> [Dataset records]:
══════

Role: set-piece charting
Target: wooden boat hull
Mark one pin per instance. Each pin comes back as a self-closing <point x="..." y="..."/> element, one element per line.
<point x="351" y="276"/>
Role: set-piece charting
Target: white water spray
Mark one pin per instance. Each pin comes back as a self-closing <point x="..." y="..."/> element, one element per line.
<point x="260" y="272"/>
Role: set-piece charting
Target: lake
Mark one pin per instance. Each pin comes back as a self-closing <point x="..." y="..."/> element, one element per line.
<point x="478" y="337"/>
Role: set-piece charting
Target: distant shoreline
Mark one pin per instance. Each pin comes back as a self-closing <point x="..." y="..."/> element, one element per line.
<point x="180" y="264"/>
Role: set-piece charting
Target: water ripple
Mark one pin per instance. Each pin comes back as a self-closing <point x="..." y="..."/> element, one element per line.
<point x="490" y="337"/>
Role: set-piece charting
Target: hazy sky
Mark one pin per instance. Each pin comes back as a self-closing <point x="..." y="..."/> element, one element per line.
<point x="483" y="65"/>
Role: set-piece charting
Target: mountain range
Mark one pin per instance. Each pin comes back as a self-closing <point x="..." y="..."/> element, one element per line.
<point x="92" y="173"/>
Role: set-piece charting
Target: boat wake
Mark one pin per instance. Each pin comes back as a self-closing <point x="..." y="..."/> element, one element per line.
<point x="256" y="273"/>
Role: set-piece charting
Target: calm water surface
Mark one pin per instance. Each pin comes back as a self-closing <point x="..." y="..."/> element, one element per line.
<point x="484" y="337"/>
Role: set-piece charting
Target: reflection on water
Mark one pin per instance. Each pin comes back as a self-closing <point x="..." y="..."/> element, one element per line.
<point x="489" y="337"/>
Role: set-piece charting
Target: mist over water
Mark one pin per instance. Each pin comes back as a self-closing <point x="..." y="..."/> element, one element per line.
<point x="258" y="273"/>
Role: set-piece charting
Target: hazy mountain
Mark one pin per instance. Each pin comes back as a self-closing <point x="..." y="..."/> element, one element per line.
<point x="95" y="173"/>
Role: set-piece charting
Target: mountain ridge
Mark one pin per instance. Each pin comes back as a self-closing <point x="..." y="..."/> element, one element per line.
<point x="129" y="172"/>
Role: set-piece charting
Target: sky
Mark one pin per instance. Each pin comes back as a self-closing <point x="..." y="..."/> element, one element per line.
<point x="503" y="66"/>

══════

> [Instructions to follow]:
Print out every record again, exactly and in full.

> [Response to this task]:
Role: set-piece charting
Target: wooden boat hull
Mark one pin per instance. Each pin comes back as a self-closing <point x="..." y="..."/> element, one element per line.
<point x="351" y="276"/>
Role: set-piece charting
Target: white water spray
Mark one pin per instance. Each pin comes back as a self-closing <point x="..." y="..."/> element, one element per line.
<point x="260" y="272"/>
Role: set-piece charting
Target: lake
Mark one pin per instance. Each pin comes back as a self-closing <point x="..." y="..."/> element, one element per line.
<point x="478" y="337"/>
Role: set-piece charting
Target: distant shoreline
Mark one pin per instance. Each pin comes back as a self-closing <point x="..." y="..."/> element, one element per line.
<point x="180" y="264"/>
Role: set-piece charting
Target: water ripple
Mark one pin per instance. Each pin comes back as a self-closing <point x="..." y="..."/> element, one element per line.
<point x="490" y="337"/>
Role: set-piece charting
Target: hazy sky
Mark one pin per instance. Each pin comes back as a self-closing <point x="..." y="..."/> element, one element per line.
<point x="483" y="65"/>
Role: set-piece charting
Target: mountain range
Mark one pin per instance. Each pin comes back as a self-closing <point x="..." y="..."/> element, one element per line.
<point x="92" y="173"/>
Role: set-piece charting
Target: boat wake
Mark one pin per instance. Each pin comes back as a self-closing <point x="..." y="..."/> element, one element per line.
<point x="256" y="273"/>
Role: set-piece charting
Target: calm water surface
Mark one pin per instance. Each pin comes back as a self-closing <point x="..." y="..."/> element, one element per line.
<point x="484" y="337"/>
Role: set-piece charting
Target: reflection on water
Mark one pin per instance. Each pin comes back as a self-closing <point x="..." y="..."/> element, one element per line.
<point x="489" y="337"/>
Role: set-piece charting
Target: mist over water
Mark one pin per instance. Each pin comes back as a self-closing <point x="..." y="..."/> element, one element per line.
<point x="258" y="273"/>
Role: set-piece charting
Target: hazy mountain
Mark one pin per instance. Each pin comes back as a self-closing <point x="..." y="..."/> element, one element per line.
<point x="95" y="173"/>
Role: set-piece charting
Target: mountain ridge
Mark one pin per instance. Each pin comes back as a self-closing <point x="..." y="..."/> element, one element per line.
<point x="129" y="172"/>
Role: set-piece charting
Target: sky
Mark one pin per instance. Each pin comes back as a self-closing <point x="..." y="..."/> element, one element per line.
<point x="503" y="66"/>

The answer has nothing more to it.